── PROVIDED RECORDS ──
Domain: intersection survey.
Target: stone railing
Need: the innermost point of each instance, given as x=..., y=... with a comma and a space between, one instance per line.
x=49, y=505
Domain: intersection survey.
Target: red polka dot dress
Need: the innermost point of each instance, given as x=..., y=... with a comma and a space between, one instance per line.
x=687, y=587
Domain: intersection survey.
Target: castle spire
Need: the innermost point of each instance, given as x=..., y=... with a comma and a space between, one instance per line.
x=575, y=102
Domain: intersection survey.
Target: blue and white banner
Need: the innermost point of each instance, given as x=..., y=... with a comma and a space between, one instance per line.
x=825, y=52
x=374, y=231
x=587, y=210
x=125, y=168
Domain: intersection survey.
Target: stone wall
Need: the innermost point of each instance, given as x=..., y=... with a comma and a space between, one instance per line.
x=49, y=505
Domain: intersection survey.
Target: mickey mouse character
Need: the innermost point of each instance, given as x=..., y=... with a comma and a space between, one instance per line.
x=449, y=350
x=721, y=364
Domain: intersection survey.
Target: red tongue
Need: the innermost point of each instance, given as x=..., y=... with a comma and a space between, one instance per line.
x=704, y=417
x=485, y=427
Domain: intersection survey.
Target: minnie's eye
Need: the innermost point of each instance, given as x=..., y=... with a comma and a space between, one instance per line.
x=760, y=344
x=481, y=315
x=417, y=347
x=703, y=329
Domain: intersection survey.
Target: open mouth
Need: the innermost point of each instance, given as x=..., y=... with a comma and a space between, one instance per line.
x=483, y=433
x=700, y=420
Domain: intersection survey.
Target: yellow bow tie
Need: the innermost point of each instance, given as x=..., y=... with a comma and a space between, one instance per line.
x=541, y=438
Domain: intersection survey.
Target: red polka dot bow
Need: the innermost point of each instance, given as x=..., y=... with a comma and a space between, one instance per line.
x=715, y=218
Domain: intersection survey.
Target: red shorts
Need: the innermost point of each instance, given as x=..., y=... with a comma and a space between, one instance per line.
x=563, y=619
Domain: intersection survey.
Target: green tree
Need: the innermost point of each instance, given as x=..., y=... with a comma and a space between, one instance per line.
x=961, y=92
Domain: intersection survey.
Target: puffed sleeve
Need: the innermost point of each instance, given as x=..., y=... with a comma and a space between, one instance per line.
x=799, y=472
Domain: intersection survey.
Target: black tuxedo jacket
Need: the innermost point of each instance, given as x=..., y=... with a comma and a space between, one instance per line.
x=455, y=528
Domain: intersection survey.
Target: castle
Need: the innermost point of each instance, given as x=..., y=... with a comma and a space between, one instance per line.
───
YOUR TASK:
Select every line of the records above that contains the string "polka", matching case exactly.

ANSWER FOR THIS EXERCISE:
Target: red polka dot dress
Target: red polka dot bow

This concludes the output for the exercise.